+++ PASSAGE FOR REVIEW +++

Counselling for non-binary clients
Non-binary people are a group that are particularly vulnerable to having negative experiences of counselling. Non-binary people commonly have negative experiences of seeking help from services and may not assume that it is safe for them to be open and honest about their gender with their counsellor. It can be a very harmful experience to be misunderstood or rejected by a counsellor.
Non-binary people as a group experience high rates of mental health diagnosis, sexual abuse, poverty, discrimination and substance abuse; so are more likely to have a higher need for counselling.
For counsellors, if you are open to working with or already working with non-binary people, here is a list of reflective questions that can help make your practice more accessible and to minimise the risk of harm to your clients.
For non-binary clients, you may find it helpful to ask current or prospective counsellors some of these questions to see if they can meet your needs or to improve the service you receive from them.
- Do you take responsibility for informing yourself on the language and culture of those identifying outside the gender binary?
- Does your paperwork include options for non-binary titles, genders and pronouns?
- Have you reflected on your reasons for asking for a client’s gender?
- Do your counselling rooms have gender neutral toilet facilities?
- Is your counselling service in an area safe for gender non-conforming clients to access?
- Do you assume your client’s gender or pronoun based on appearance?

+++

■ WHAT TO WORK ON
A. For each statement, say yes or no on whether it agrees with the passage on counselling for non-binary clients, and quote the deciding words of that passage. (i) Non-binary people often have negative experiences when seeking help from services. (ii) The reflective questions are meant for counsellors only. (iii) Non-binary people as a group experience high rates of poverty.
B. List every problem that the passage on counselling for non-binary clients says non-binary people experience at high rates.
C. Carry on the passage on counselling for non-binary clients, starting after its last sentence.
The records are separate material, apart from the passage on counselling for non-binary clients.

+++ DATA EXTRACT +++

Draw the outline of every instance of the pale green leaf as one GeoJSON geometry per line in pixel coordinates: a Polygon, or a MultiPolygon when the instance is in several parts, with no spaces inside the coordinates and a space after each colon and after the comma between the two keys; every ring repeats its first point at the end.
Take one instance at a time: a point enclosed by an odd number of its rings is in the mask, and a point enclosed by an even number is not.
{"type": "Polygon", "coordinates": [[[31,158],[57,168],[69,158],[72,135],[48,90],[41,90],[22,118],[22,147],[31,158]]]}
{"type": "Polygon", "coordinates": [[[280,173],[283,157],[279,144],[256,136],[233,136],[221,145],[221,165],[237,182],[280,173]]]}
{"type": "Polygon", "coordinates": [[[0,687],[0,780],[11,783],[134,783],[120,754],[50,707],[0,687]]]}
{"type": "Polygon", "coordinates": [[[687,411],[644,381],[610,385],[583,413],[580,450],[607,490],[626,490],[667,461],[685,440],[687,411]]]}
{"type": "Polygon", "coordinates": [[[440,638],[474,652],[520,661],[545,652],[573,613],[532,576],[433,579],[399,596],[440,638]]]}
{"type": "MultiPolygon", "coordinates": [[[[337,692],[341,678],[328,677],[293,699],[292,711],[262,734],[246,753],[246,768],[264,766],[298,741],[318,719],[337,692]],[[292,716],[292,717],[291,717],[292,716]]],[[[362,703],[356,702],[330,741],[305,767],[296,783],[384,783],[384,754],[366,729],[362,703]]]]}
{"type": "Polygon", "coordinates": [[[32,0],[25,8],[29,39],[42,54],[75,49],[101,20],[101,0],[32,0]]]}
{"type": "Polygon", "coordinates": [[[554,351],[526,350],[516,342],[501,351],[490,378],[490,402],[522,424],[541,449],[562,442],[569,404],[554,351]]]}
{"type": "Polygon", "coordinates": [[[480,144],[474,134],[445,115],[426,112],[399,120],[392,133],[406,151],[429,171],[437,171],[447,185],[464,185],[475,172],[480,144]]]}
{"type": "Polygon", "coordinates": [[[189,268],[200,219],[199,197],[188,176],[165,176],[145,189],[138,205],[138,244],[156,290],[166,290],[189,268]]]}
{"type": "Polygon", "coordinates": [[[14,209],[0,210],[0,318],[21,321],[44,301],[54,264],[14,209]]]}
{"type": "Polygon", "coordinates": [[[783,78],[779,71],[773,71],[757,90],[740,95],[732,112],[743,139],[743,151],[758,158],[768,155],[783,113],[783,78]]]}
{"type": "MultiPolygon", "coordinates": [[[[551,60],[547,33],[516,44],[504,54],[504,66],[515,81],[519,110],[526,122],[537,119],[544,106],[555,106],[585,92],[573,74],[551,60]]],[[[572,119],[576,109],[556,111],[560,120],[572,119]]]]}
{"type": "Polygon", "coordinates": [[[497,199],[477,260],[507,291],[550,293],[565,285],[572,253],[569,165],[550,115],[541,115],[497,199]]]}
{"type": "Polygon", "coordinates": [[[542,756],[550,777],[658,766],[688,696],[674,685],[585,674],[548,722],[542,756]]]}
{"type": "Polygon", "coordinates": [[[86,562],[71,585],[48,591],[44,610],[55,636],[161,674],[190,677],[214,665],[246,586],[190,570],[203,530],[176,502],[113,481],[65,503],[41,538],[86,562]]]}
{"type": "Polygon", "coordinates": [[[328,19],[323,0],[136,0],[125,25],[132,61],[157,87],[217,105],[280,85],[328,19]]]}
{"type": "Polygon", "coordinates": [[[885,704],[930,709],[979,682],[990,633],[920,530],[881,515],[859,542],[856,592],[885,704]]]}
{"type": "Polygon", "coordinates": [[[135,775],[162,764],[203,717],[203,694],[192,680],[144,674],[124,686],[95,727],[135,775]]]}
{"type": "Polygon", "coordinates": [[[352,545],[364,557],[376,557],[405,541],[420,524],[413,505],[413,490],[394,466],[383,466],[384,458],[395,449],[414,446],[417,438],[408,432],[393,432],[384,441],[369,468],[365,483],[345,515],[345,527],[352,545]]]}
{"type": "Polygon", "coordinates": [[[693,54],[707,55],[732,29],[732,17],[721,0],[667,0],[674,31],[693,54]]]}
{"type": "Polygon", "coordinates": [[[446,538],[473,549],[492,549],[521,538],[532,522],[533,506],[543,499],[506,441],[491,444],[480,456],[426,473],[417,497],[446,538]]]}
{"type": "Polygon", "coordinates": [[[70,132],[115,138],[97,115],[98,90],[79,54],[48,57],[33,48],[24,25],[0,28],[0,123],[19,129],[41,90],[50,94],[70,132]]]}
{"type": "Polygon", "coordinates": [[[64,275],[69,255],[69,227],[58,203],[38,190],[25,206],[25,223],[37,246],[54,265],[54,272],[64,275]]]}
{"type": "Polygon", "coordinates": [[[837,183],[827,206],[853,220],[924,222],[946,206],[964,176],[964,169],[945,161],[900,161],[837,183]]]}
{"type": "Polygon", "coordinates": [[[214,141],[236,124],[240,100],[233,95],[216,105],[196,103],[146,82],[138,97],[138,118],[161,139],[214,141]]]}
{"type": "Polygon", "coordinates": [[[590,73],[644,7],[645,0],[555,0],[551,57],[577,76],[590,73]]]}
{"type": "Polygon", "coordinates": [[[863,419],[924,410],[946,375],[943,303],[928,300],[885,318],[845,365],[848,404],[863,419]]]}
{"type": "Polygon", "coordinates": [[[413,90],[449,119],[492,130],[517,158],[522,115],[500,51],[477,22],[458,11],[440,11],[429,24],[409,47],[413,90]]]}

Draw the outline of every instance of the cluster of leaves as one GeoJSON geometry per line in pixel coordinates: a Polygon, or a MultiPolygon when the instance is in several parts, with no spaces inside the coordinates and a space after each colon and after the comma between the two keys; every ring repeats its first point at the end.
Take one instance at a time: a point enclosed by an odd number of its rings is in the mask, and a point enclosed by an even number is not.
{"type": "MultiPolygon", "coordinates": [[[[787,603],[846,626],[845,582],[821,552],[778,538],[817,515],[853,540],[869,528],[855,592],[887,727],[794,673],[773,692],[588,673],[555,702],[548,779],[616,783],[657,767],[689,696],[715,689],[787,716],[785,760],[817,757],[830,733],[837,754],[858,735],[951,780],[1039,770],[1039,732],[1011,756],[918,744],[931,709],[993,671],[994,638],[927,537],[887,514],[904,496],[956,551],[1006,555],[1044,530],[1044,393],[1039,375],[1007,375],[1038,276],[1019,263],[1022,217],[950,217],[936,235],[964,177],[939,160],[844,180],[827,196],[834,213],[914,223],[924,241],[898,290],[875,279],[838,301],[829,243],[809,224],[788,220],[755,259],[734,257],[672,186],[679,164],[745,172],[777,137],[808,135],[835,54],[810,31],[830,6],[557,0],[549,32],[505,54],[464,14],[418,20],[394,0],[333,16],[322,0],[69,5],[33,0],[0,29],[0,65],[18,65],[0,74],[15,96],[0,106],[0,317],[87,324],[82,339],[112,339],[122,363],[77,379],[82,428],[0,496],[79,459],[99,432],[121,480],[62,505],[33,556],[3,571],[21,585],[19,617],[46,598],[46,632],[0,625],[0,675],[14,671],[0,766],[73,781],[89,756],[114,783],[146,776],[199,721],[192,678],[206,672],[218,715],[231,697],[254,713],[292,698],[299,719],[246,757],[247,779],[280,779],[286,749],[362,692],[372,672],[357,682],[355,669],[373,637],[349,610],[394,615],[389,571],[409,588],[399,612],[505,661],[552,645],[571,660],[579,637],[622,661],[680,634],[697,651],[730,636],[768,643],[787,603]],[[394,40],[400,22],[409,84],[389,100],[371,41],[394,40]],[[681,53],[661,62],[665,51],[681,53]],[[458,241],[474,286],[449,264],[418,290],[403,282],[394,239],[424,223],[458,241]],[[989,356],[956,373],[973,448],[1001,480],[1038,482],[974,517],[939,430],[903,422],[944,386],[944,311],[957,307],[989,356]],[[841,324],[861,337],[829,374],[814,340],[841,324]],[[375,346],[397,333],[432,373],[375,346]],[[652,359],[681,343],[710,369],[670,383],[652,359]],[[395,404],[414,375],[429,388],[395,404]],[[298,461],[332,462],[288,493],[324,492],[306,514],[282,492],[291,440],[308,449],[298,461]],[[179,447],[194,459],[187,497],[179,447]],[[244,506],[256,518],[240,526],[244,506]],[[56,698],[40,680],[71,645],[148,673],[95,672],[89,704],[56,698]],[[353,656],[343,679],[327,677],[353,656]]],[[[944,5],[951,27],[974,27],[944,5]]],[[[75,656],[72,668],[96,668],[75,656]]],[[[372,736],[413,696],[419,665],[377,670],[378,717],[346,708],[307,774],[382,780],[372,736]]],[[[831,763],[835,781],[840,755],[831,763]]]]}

+++

■ ACTIVITY ANSWERS
A.
(i) Yes: "Non-binary people commonly have negative experiences of seeking help from services"
(ii) No: "For non-binary clients, you may find it helpful to ask current or prospective counsellors some of these questions"
(iii) Yes: "Non-binary people as a group experience high rates of mental health diagnosis, sexual abuse, poverty, discrimination and substance abuse"

B. mental health diagnosis; sexual abuse; poverty; discrimination; substance abuse

C.
- Do you hold views that many non-binary people view as offensive (e.g. that being trans or gender non-conforming is dysfunctional, a trend, antifeminist, or that it is a symptom of immature development? That trans people should not have access to single gender spaces such as bathrooms or refuges?)
- Do you have non-binary people in your personal life? If not, what might be the reasons for this? How does only seeing non-binary people professionally affect your client work?
- How would you feel about dating a non-binary person, or having a non-binary person as a family member? Would you have a preference for them to be cisgender?
- What work have you done to explore your own transphobia?
- What have you done to explore your own gender identity?
- Are there any aspects of your own identity that break gender norms? How do you feel about these parts of yourself? How may this affect your client work?
- Are you aware of cross cultural and intersectional issues that may affect your clients identity?
- Are you informed about structural discrimination against non-binary people? How might this be reflected in the power dynamics of your counselling relationships? What are you doing to remedy this?